▶ **Set exercise 1**: Repeat the passage from the blog post about the "Being Human" read through below, from "Monday, February 01, 2010" up to and including "cool with this.", word for word.

▶ **Quoted text**:
------------------------------------------------------------------------
Some of that may be untrue.
But not all of it.
(The new series is set in Cardiff.)
Monday, February 01, 2010
"Being Human" Read Through
I got a train from Nottingham to Bristol, where Being Human is shot. The weirdness began at Bristol train station, when I spotted Kemp, or at least Donald Sumpter, the actor that plays him. I introduced myself and he revealed something of a history with Nottingham, (where I live) having performed at the Nottingham playhouse. He was a thoroughly nice man, which proves he's an actor and not evil.Relax, I told myself. You're a professional. You're cool with this.
It turned out that several more actors were due to arrive by train, at which point they would all be ferried onto the read through in a mini van thoughtfully provided by Touchpaper. By chance there was a spare seat for me.
Now I am not by nature a superstitious person. Nor am I one of these writers that believes that I create people as I type, breathing life into my creations by will alone. I understand that these people are simply actors, paid to pretend, in the same way that I am a writer, paid to make things up.
------------------------------------------------------------------------
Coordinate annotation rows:
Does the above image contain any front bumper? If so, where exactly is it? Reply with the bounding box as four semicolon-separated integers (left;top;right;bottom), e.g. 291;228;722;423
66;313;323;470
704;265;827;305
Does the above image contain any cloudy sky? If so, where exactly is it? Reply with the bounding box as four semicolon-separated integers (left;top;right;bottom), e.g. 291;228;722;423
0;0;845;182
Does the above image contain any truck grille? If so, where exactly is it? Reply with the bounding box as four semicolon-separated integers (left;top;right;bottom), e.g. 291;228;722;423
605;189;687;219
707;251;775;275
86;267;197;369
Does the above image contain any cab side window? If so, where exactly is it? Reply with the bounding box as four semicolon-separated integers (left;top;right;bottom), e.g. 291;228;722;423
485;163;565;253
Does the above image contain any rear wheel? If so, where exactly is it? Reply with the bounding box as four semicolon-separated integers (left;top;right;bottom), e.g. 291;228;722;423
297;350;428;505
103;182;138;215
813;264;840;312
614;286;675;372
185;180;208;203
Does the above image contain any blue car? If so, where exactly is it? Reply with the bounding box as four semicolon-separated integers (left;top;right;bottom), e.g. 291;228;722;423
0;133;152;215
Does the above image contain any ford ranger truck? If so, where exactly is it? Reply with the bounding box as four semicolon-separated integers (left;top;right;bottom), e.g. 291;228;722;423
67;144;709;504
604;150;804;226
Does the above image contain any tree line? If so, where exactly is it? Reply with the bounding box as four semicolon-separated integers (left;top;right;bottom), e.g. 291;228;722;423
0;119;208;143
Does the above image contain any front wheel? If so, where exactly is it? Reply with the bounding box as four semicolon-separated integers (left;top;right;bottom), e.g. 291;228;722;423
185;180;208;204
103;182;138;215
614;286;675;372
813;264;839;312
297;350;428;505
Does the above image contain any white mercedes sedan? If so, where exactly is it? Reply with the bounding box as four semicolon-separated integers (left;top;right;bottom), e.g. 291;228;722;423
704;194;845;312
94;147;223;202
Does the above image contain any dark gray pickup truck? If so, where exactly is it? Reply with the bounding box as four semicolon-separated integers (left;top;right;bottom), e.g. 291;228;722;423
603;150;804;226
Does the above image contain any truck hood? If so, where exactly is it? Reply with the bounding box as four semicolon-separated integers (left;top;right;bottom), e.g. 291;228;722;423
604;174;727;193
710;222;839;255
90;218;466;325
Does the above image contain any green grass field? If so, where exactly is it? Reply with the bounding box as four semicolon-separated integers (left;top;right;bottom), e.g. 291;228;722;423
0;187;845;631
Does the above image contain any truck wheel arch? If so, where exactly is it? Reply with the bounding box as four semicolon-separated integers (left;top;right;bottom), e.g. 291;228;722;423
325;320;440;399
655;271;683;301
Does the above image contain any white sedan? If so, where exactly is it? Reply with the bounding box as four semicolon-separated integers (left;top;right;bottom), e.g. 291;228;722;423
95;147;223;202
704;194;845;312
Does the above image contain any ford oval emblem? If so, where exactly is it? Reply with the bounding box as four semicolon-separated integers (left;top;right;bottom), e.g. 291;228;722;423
------------------------------------------------------------------------
▶ **Set exercise 2**: Reproduce the rows above without any change, from the first line of the rows up to and including the line with "0;0;845;182".

▶ **Worked answer 1**:
Monday, February 01, 2010
"Being Human" Read Through
I got a train from Nottingham to Bristol, where Being Human is shot. The weirdness began at Bristol train station, when I spotted Kemp, or at least Donald Sumpter, the actor that plays him. I introduced myself and he revealed something of a history with Nottingham, (where I live) having performed at the Nottingham playhouse. He was a thoroughly nice man, which proves he's an actor and not evil.Relax, I told myself. You're a professional. You're cool with this.

▶ **Worked answer 2**:
Does the above image contain any front bumper? If so, where exactly is it? Reply with the bounding box as four semicolon-separated integers (left;top;right;bottom), e.g. 291;228;722;423
66;313;323;470
704;265;827;305
Does the above image contain any cloudy sky? If so, where exactly is it? Reply with the bounding box as four semicolon-separated integers (left;top;right;bottom), e.g. 291;228;722;423
0;0;845;182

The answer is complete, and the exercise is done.